Items from a data source
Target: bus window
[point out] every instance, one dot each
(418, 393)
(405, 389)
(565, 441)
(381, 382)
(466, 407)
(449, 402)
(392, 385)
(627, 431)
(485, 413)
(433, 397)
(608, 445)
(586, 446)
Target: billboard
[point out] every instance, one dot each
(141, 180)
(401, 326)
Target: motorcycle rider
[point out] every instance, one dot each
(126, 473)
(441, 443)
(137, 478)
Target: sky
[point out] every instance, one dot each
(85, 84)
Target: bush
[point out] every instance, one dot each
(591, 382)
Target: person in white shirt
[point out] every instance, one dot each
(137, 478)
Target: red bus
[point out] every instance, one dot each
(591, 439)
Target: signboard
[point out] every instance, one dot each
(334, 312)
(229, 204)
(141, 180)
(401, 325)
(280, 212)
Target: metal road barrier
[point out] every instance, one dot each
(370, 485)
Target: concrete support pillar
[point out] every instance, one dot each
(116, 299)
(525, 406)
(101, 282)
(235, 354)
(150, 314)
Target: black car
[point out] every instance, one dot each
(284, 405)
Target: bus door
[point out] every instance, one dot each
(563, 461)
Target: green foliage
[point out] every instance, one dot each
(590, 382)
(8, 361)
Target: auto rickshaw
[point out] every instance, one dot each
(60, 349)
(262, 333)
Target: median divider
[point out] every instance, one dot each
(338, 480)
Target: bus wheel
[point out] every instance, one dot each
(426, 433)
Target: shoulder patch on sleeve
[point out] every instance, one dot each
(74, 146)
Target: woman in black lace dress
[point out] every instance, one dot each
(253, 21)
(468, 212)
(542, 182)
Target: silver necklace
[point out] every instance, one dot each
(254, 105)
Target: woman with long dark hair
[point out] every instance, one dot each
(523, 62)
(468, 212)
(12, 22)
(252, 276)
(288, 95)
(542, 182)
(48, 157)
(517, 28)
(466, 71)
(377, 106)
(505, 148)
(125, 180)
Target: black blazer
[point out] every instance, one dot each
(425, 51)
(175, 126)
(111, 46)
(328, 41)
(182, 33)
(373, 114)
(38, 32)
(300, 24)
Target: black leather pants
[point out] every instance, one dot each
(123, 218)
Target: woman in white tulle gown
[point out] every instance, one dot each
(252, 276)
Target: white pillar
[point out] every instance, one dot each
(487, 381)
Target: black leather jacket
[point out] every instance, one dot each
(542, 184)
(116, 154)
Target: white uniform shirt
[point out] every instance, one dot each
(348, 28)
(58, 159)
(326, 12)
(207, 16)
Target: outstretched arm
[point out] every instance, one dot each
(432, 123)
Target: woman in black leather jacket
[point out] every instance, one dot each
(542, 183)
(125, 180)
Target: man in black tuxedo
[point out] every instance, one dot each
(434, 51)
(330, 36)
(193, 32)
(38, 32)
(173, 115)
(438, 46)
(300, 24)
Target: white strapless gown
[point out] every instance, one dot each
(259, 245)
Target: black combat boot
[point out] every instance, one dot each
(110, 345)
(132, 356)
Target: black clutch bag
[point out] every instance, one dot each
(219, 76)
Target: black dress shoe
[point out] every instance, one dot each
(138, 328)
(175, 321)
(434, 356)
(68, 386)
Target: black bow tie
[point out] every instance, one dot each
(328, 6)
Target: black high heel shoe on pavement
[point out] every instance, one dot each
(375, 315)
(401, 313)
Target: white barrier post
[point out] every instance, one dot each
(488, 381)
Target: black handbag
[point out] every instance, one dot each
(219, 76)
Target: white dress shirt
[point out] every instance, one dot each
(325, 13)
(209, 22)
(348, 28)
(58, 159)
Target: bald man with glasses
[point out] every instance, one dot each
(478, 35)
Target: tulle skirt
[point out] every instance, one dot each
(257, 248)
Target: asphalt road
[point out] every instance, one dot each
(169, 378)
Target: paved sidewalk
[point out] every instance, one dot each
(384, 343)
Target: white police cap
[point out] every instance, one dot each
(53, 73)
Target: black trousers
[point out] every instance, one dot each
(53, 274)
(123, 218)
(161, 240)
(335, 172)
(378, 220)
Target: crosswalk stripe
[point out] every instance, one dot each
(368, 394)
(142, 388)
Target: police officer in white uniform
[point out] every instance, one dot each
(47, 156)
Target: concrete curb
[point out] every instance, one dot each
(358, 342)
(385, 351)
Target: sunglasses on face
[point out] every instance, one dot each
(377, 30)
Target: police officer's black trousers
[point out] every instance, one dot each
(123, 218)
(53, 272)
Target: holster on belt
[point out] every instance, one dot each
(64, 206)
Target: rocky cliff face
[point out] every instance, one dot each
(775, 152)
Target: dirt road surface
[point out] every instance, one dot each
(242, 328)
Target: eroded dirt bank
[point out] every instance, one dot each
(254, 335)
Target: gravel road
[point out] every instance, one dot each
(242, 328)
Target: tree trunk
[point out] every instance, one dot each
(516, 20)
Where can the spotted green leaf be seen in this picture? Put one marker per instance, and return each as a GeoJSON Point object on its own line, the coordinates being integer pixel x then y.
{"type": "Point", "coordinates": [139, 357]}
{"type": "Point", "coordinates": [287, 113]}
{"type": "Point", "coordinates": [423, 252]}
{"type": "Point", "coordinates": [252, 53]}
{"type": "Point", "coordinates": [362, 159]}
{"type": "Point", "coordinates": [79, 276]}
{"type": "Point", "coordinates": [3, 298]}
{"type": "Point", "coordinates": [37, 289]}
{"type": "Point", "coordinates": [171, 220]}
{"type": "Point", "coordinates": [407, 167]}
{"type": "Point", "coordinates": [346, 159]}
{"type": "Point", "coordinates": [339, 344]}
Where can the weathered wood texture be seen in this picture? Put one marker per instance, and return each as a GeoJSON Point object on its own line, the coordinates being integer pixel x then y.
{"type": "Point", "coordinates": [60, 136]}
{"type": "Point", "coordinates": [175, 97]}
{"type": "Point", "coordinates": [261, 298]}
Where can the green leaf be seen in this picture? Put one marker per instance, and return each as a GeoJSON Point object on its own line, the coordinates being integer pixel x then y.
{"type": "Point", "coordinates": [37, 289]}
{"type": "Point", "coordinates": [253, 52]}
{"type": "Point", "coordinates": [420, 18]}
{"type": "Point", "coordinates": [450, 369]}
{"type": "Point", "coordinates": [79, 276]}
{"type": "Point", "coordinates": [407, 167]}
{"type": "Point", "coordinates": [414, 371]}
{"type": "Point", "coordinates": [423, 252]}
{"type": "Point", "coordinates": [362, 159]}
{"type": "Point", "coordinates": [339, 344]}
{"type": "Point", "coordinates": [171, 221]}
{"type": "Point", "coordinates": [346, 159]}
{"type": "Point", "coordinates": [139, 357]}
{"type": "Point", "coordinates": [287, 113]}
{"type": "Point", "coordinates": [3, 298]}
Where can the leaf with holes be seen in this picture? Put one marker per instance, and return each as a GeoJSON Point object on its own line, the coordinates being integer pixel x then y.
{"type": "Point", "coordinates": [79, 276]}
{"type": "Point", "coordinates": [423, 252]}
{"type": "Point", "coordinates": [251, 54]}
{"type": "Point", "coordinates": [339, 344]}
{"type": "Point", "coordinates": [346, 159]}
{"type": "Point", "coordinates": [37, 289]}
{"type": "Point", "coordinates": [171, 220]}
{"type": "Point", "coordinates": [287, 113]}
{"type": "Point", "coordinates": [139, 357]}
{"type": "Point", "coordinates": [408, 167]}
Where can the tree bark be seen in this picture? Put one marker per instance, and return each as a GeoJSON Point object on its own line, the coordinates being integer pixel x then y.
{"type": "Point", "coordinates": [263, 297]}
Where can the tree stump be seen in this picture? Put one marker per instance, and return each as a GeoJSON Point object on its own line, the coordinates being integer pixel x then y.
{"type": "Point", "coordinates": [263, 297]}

» HOW TO COMPLETE THIS TASK: Every entry is to be restated word for word.

» RESULT OF THE TASK:
Target: bus window
[point out] every instance, one dot each
(418, 393)
(405, 389)
(565, 441)
(381, 382)
(466, 407)
(449, 402)
(392, 385)
(627, 431)
(485, 413)
(433, 397)
(608, 445)
(586, 446)
Target: billboard
[point out] every instance, one dot each
(141, 180)
(401, 326)
Target: motorcycle rider
[point out] every instance, one dot each
(126, 473)
(441, 443)
(137, 478)
Target: sky
[point out] every instance, one dot each
(85, 84)
Target: bush
[point out] every instance, one dot each
(591, 382)
Target: person in white shirt
[point out] every instance, one dot each
(137, 478)
Target: red bus
[point out] every instance, one dot each
(591, 439)
Target: signboard
[point out] every instance, one dot each
(334, 312)
(229, 204)
(141, 180)
(401, 325)
(280, 212)
Target: metal road barrier
[point out] every instance, one dot each
(370, 485)
Target: concrete support pillar
[point out] every instance, one dot each
(116, 299)
(525, 406)
(101, 282)
(235, 354)
(150, 314)
Target: black car
[point out] every instance, one dot each
(284, 405)
Target: bus door
[point out] every instance, one dot each
(563, 461)
Target: green foliage
[point out] every instance, one dot each
(590, 382)
(8, 361)
Target: auto rickshaw
[point out] every instance, one dot each
(60, 349)
(262, 333)
Target: median divider
[point out] every instance, one dot each
(338, 480)
Target: bus wheel
[point out] every instance, one dot each
(426, 433)
Target: shoulder patch on sleeve
[point out] every instance, one dot each
(74, 146)
Target: woman in black lace dress
[point out] every instance, one dot each
(253, 21)
(468, 212)
(542, 182)
Target: silver necklace
[point out] every instance, one dot each
(254, 105)
Target: woman with long dark hair
[point out] every instance, one dot each
(523, 62)
(468, 212)
(12, 22)
(252, 276)
(288, 95)
(542, 182)
(48, 157)
(517, 28)
(466, 71)
(377, 106)
(505, 148)
(125, 180)
Target: black blazer
[point out] every instance, one dot each
(425, 51)
(175, 126)
(111, 46)
(328, 41)
(182, 33)
(373, 114)
(38, 32)
(300, 24)
Target: black leather pants
[point out] every instance, one dot each
(123, 218)
Target: woman in white tulle gown
[point out] every instance, one dot each
(252, 276)
Target: white pillar
[point out] every instance, one dot each
(487, 381)
Target: black leather jacket
[point out] every instance, one dot each
(542, 184)
(116, 154)
Target: white uniform shirt
[point out] every instance, one dot each
(348, 28)
(58, 159)
(326, 12)
(207, 16)
Target: outstretched arm
[point out] every instance, one dot each
(432, 123)
Target: woman in black leather jacket
[point out] every instance, one dot each
(542, 183)
(125, 180)
Target: man in black tuxedo
[point out] every instance, one dot each
(434, 51)
(330, 36)
(193, 32)
(38, 32)
(173, 115)
(438, 46)
(300, 24)
Target: white strapless gown
[point out] every instance, one dot each
(259, 245)
Target: black combat boot
[point out] every instance, one dot each
(110, 345)
(132, 356)
Target: black clutch bag
[point out] every instance, one dot each
(219, 76)
Target: black dress shoe
[point out] every instance, one dot each
(138, 328)
(175, 321)
(434, 356)
(68, 386)
Target: black bow tie
[point out] every instance, one dot each
(328, 6)
Target: black high heel shoe on pavement
[point out] every instance, one dot each
(375, 315)
(401, 313)
Target: white barrier post
[point out] every instance, one dot each
(488, 381)
Target: black handbag
[point out] every instance, one dot each
(219, 76)
Target: white dress shirt
[point out] every instance, one dot each
(325, 13)
(209, 22)
(348, 28)
(58, 159)
Target: bald man with glasses
[point out] every instance, one dot each
(478, 35)
Target: tulle skirt
[point out] every instance, one dot each
(257, 248)
Target: asphalt road
[point out] every instance, one dot each
(169, 378)
Target: paved sidewalk
[point out] every instance, one dot each
(384, 343)
Target: white police cap
[point out] every instance, one dot each
(53, 73)
Target: black trousers
[point out] every instance, one dot each
(53, 274)
(123, 218)
(161, 240)
(335, 172)
(378, 220)
Target: crosswalk stripe
[point out] every instance, one dot each
(368, 394)
(142, 388)
Target: police officer in white uniform
[point out] every instance, one dot each
(47, 156)
Target: concrete curb
[point out] every instance, one dot each
(358, 342)
(385, 351)
Target: sunglasses on face
[point out] every instance, one dot each
(377, 30)
Target: police officer's black trousers
[point out] every instance, one dot each
(123, 218)
(53, 272)
Target: holster on belt
[point out] every instance, one dot each
(64, 206)
Target: rocky cliff face
[point out] every instance, one dot each
(775, 152)
Target: dirt road surface
[point out] every instance, one dot each
(242, 328)
Target: eroded dirt bank
[point out] every instance, one dot each
(254, 335)
Target: gravel road
[point out] every instance, one dot each
(242, 328)
Target: tree trunk
[point out] every instance, one dot each
(516, 20)
Where can the spotted green leaf be seen in this picture? Put one marker per instance, and return each as a GeoJSON Point object on its own line, the coordinates being integer pixel x then y.
{"type": "Point", "coordinates": [139, 357]}
{"type": "Point", "coordinates": [287, 113]}
{"type": "Point", "coordinates": [423, 252]}
{"type": "Point", "coordinates": [252, 53]}
{"type": "Point", "coordinates": [362, 159]}
{"type": "Point", "coordinates": [79, 276]}
{"type": "Point", "coordinates": [3, 298]}
{"type": "Point", "coordinates": [37, 289]}
{"type": "Point", "coordinates": [171, 220]}
{"type": "Point", "coordinates": [407, 167]}
{"type": "Point", "coordinates": [346, 159]}
{"type": "Point", "coordinates": [339, 344]}
Where can the weathered wood texture be seen in this picture? Put one marker per instance, and return each as a GeoJSON Point object on its own line, the coordinates being integer pixel x then y.
{"type": "Point", "coordinates": [60, 136]}
{"type": "Point", "coordinates": [175, 97]}
{"type": "Point", "coordinates": [261, 298]}
Where can the green leaf be seen in this picture? Put one marker per instance, and return each as a GeoJSON Point object on its own line, the coordinates being integer pixel x then y.
{"type": "Point", "coordinates": [37, 289]}
{"type": "Point", "coordinates": [253, 52]}
{"type": "Point", "coordinates": [420, 18]}
{"type": "Point", "coordinates": [450, 369]}
{"type": "Point", "coordinates": [79, 276]}
{"type": "Point", "coordinates": [407, 167]}
{"type": "Point", "coordinates": [414, 371]}
{"type": "Point", "coordinates": [423, 252]}
{"type": "Point", "coordinates": [362, 159]}
{"type": "Point", "coordinates": [339, 344]}
{"type": "Point", "coordinates": [171, 221]}
{"type": "Point", "coordinates": [346, 159]}
{"type": "Point", "coordinates": [139, 357]}
{"type": "Point", "coordinates": [287, 113]}
{"type": "Point", "coordinates": [3, 298]}
Where can the leaf with holes be seen in this picture? Put one marker per instance, and return each as a GeoJSON Point object on its own line, the coordinates being integer pixel x then y.
{"type": "Point", "coordinates": [79, 276]}
{"type": "Point", "coordinates": [423, 252]}
{"type": "Point", "coordinates": [251, 54]}
{"type": "Point", "coordinates": [339, 344]}
{"type": "Point", "coordinates": [346, 159]}
{"type": "Point", "coordinates": [37, 289]}
{"type": "Point", "coordinates": [171, 220]}
{"type": "Point", "coordinates": [287, 113]}
{"type": "Point", "coordinates": [139, 357]}
{"type": "Point", "coordinates": [408, 167]}
Where can the tree bark be seen in this picture? Put one marker per instance, and return each as a GeoJSON Point object on its own line, the coordinates being integer pixel x then y.
{"type": "Point", "coordinates": [263, 297]}
Where can the tree stump be seen in this picture? Put one marker per instance, and return each as a GeoJSON Point object on its own line, the coordinates being integer pixel x then y.
{"type": "Point", "coordinates": [263, 297]}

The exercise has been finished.